> **Task statement**: Reproduce the listing below verbatim, leaving out the pictures.
BEGIN Records supplied
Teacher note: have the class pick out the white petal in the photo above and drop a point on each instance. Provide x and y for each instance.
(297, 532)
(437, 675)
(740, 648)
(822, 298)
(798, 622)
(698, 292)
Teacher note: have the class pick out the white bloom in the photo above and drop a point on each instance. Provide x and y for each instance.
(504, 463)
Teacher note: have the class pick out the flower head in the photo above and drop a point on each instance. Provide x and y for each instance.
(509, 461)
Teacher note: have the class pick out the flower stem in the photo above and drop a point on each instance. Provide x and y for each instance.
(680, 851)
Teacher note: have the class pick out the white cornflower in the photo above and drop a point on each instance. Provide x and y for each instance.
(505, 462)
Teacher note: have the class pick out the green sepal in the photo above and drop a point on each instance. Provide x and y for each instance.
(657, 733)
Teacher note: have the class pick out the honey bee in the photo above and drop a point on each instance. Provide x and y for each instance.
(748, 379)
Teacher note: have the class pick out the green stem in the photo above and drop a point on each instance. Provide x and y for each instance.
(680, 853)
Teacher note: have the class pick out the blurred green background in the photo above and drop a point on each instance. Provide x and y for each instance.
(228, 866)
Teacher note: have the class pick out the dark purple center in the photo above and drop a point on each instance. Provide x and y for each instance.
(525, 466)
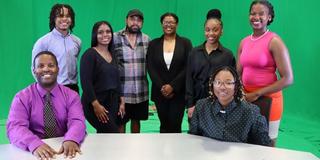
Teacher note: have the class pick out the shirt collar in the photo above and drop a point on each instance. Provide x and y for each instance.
(56, 32)
(217, 107)
(123, 33)
(203, 47)
(43, 92)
END Records supplied
> **Solution to the problem**:
Teacher note: have the class pick out the white petal in the photo above and drop a point on each instance. Provide x and y for each instance.
(297, 532)
(437, 675)
(740, 648)
(822, 298)
(798, 622)
(698, 292)
Teacher note: have the class pick out the white bloom in the photo above and drop a point on each instance. Provide x and y for each instance.
(504, 463)
Teacher note: have the class pick out the flower head in the photo above and drop a point on each instance. Provide x and y for each instance.
(509, 461)
Teacher note: have the class pick out the flower stem in the photo above and drop a point on each instance. Provide x and y for each instance.
(680, 851)
Teacher note: have the class pick out the white cornflower in the photo above and drop a point on each instance. Provide x and y for each instance.
(505, 462)
Teacher note: have the class pick out the green sepal in the photo above and drop a point on each instance. Provide x and y for each instance.
(657, 733)
Teacher note: have the class pick out the honey bee in the photo above and drop a point on each instance. Provide x and y for each instance.
(748, 379)
Teacher note: have the class pick out the green stem in the photo above and drop a point on each instance. Provide x and y for each instance.
(680, 853)
Teacher note: have the class pick out the blurred green background in the photo above and drop a point on each instance. Provide x and y for each instance.
(228, 866)
Teacher note: have the class pick out the dark purple center in the photo above and drop a point on each instance. Provide x and y for each instance.
(525, 466)
Teacher note: have the class pick out the shirt collar in the photo above and drop a point on each instance. Provide x and y for each instance.
(56, 32)
(217, 107)
(123, 33)
(203, 47)
(43, 92)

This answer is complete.